• [Estratto]
Un'altra tipologia di documenti sono le "tesi congressuali". Esse dovrebbero rispondere alla domanda: quale è la nostra analisi di fase e che conseguenze ne facciamo derivare sul piano dell'azione? Anche questi documenti sono cioè, almeno in parte, "programmatici". In linea teorica le tesi congressuali dovrebbero orientare l'azione del partito in una certa fase (cioè la scansione temporale in cui si divide un periodo storico), e dovrebbero collocarsi all'interno della logica del programma fondamentale del partito. Il PRC non ha un programma fondamentale ed è anche per questo che le tesi congressuali, anche a pochi anni di distanza, paiono quelle di un partito completamente diverso. Le tesi del PRC di dieci anni fa ad esempio mostrano una cultura politica assai diversa da quella del PRC di oggi, che è molto più "movimentista" e meno "cossuttiana". In realtà sembrano il prodotto di due differenti programmi fondamentali. Ciò obbliga ogni volta il congresso ad inventarsi nuovi strumenti interpretativi. O ad adagiarsi su quelli in voga, forniti da altri.

Infine un altro "tipo" di programma: il programma elettorale. Il programma elettorale risponde alla domanda che si suppone rivolta dalle grandi masse elettorali: se il vostro partito fosse al governo, che farebbe? Va da sé che tale documento, dato il pubblico al quale si rivolge, dovrebbe possedere alcune precise caratteristiche. Siccome dovrebbe confrontarsi con il largo pubblico, vi dovrebbero comparire pochissimi punti, comprensibili ai più. Questi pochi punti dovrebbero essere selezionati tra quelli che il partito ritiene più utili a mobilitare le masse e a indebolire l'avversario.

• [Problemi da risolvere]
1. Rispondi in base all'estratto:
(a) A quale domanda dovrebbero rispondere le tesi congressuali?
(b) Che cosa non ha il PRC?
(c) Come dovrebbero essere i punti di un programma elettorale?
2. Ripeti parola per parola il passo dell'estratto che comincia con "Infine un altro" e prosegue fino a "a indebolire l'avversario.".
Per rispondere basati soltanto sull'estratto.

• [Sezione del dataset]
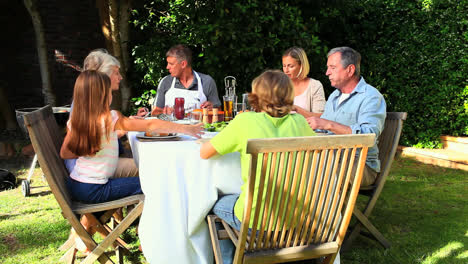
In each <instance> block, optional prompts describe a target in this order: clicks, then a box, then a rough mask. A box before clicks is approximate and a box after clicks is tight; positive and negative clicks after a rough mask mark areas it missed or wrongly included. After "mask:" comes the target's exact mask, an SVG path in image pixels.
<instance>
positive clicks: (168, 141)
mask: <svg viewBox="0 0 468 264" xmlns="http://www.w3.org/2000/svg"><path fill="white" fill-rule="evenodd" d="M136 134H137V133H135V132H131V133H129V135H128V137H129V141H130V144H131V146H132V152H133V155H134V159H135V161H136V162H137V164H139V169H140V181H141V186H142V189H143V193H144V194H145V207H144V209H143V214H142V216H141V219H140V225H139V228H138V235H139V238H140V242H141V246H142V249H143V254H144V255H145V258H146V259H147V261H148V262H150V263H212V262H213V252H212V249H211V241H210V237H209V233H208V225H207V223H206V221H205V218H206V215H207V214H208V213H209V211H210V210H211V208H212V207H213V204H214V203H215V202H216V200H217V198H218V192H221V193H224V194H227V193H239V192H240V186H241V184H242V180H241V169H240V155H239V153H231V154H228V155H224V156H217V157H214V158H212V159H210V160H202V159H201V158H200V145H199V144H197V143H196V142H195V141H193V140H191V139H190V137H187V136H182V141H156V142H142V141H138V140H136Z"/></svg>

• [Risposte scritte]
1.
(a) Quale è la nostra analisi di fase e che conseguenze ne facciamo derivare sul piano dell'azione?
(b) Un programma fondamentale.
(c) Pochissimi e comprensibili ai più, scelti tra quelli che il partito ritiene più utili a mobilitare le masse e a indebolire l'avversario.

2.
Infine un altro "tipo" di programma: il programma elettorale. Il programma elettorale risponde alla domanda che si suppone rivolta dalle grandi masse elettorali: se il vostro partito fosse al governo, che farebbe? Va da sé che tale documento, dato il pubblico al quale si rivolge, dovrebbe possedere alcune precise caratteristiche. Siccome dovrebbe confrontarsi con il largo pubblico, vi dovrebbero comparire pochissimi punti, comprensibili ai più. Questi pochi punti dovrebbero essere selezionati tra quelli che il partito ritiene più utili a mobilitare le masse e a indebolire l'avversario.